> [Material for this exercise]

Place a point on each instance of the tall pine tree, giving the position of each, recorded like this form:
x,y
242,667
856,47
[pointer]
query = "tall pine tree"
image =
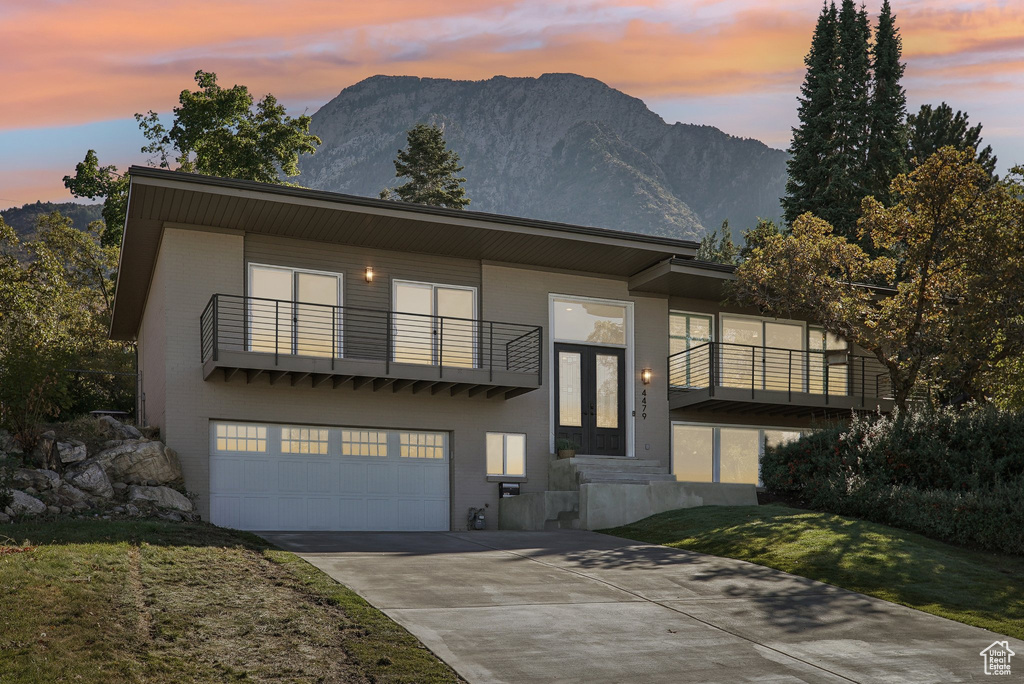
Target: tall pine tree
x,y
888,142
431,170
849,184
812,155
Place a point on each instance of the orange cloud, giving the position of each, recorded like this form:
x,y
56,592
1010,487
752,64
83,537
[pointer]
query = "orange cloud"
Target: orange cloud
x,y
69,62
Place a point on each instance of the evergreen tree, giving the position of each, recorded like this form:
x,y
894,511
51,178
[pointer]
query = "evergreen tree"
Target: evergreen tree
x,y
849,175
932,129
887,144
431,170
718,248
813,162
757,237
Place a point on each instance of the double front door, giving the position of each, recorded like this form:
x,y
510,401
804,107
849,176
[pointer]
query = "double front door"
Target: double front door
x,y
590,401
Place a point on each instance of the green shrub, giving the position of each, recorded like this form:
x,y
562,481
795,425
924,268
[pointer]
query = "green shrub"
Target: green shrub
x,y
952,475
8,464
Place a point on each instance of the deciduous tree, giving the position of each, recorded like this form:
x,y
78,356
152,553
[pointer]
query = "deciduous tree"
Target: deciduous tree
x,y
948,295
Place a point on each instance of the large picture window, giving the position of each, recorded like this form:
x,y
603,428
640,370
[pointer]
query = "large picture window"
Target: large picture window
x,y
723,453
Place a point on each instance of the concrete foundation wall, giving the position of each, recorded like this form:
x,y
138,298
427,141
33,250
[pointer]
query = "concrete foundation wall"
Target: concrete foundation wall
x,y
530,511
603,506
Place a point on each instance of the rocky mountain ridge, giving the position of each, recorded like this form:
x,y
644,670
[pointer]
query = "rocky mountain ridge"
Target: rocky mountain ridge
x,y
560,146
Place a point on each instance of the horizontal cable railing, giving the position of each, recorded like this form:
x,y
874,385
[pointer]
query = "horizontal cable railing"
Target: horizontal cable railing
x,y
231,323
793,371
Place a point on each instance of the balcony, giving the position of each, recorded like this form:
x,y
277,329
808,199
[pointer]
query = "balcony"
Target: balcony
x,y
318,344
754,380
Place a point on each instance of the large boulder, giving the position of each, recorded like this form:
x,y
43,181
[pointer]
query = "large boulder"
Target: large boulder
x,y
115,429
23,504
39,479
162,497
138,462
8,444
69,495
90,477
71,452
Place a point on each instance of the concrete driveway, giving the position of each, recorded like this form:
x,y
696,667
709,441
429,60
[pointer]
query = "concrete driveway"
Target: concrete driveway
x,y
577,606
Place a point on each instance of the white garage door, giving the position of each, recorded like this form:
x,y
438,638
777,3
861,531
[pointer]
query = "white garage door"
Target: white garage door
x,y
265,476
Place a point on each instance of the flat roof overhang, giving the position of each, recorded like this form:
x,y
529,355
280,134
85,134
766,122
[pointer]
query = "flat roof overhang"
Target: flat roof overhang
x,y
159,198
685,278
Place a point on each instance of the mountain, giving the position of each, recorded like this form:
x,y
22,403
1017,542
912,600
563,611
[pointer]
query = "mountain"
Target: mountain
x,y
23,218
560,146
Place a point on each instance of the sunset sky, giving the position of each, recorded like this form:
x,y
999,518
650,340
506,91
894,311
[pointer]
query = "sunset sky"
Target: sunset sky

> [Task to complete] Skip the pictures and print each record exactly as it stands.

> [Result of this task]
Place a point on each instance of the tall pine tree, giving the position of each, recorded like this form:
x,y
242,667
856,47
[pointer]
query = "tall pine tree"
image =
Target: tall pine tree
x,y
888,142
431,170
849,184
812,155
Place a point on each instance of the orange cloud, giving the position of each, recorded like this form:
x,y
56,592
1010,487
752,64
83,537
[pointer]
query = "orange cloud"
Target: orange cloud
x,y
69,62
Place a point on each instance of the evergreen tree, giving the position of each, recorded like this form:
x,y
894,511
51,178
[pointer]
query = "evergreen tree"
Target: evergreen tree
x,y
849,175
932,129
887,144
431,170
718,248
813,162
757,237
Place a point on each instance of the double front door, giving the position of each, recorded like this form:
x,y
510,401
804,107
849,176
[pointer]
query = "double front door"
Target: double front door
x,y
590,401
Place a point on each instance of the green shrub, giving the position of each, recorded like this form:
x,y
562,481
795,425
924,268
[pointer]
query = "green shrub"
Target: green shrub
x,y
952,475
8,464
Place a point on each instance of the deciduous tree, giving the position of each, recorded like this form:
x,y
78,356
152,553
[pointer]
query = "deciduous tree"
Target: deciduous tree
x,y
948,295
Place a point on each instance of the large picture window, giving the position of each, recorded like this form:
x,y
603,428
640,370
[pointer]
query = "large picture window"
Target: large picture window
x,y
723,453
Place a point on each instance of the concrete foundation wall, giving the position of each, recorded like this form:
x,y
138,298
427,141
33,250
[pointer]
query = "concrete foundation wall"
Target: concrete foundation wall
x,y
530,511
603,506
Place a point on each instance of the rocky mountain ridge, giving the position of each, recorded like this form:
x,y
644,670
[pointer]
query = "rocky mountain ridge"
Target: rocky mountain ridge
x,y
560,146
Place a point on each instance of the horizontal cable railing, giving the position of each, recorded like this form:
x,y
874,385
[pointer]
query = "horizontal cable railing"
Target: horizontal cable railing
x,y
231,323
793,371
Place a point on each instance of the balcony, giving the position of each, recorded like this form:
x,y
277,329
808,199
[pointer]
query = "balcony"
Target: balcony
x,y
318,344
754,380
Place a point on each instance of the large boulder, giving the position of each, recorded like this form:
x,y
43,181
[pointer]
query = "large boulder"
Target: large boulder
x,y
115,429
23,504
39,479
162,497
138,462
8,444
69,495
90,477
71,452
Place a point on each instance of the concrete driveway, giving the position of each, recorded like this form:
x,y
696,667
709,441
429,60
[pointer]
query = "concrete driveway"
Target: concrete driveway
x,y
577,606
Place a point on each instance of the white garage door, giving the position of each, recorded like this form:
x,y
438,638
777,3
861,531
[pointer]
query = "white garage door"
Target: white garage door
x,y
265,476
Place a point on each instance of the flat roof overhang, giving the position of each, recorded like this form:
x,y
529,355
280,134
85,134
766,122
[pointer]
query = "flat roof overhang"
Target: flat roof overhang
x,y
159,198
685,278
Place a point on each instance of the mountain, giving the position of each, recorded like this form:
x,y
22,403
1017,542
912,600
563,611
[pointer]
query = "mountain"
Target: mountain
x,y
23,218
560,146
Place a point on each instance of the sunset sky, giving the position of each, recorded like this form:
x,y
999,518
650,340
506,91
894,311
[pointer]
query = "sunset sky"
Target: sunset sky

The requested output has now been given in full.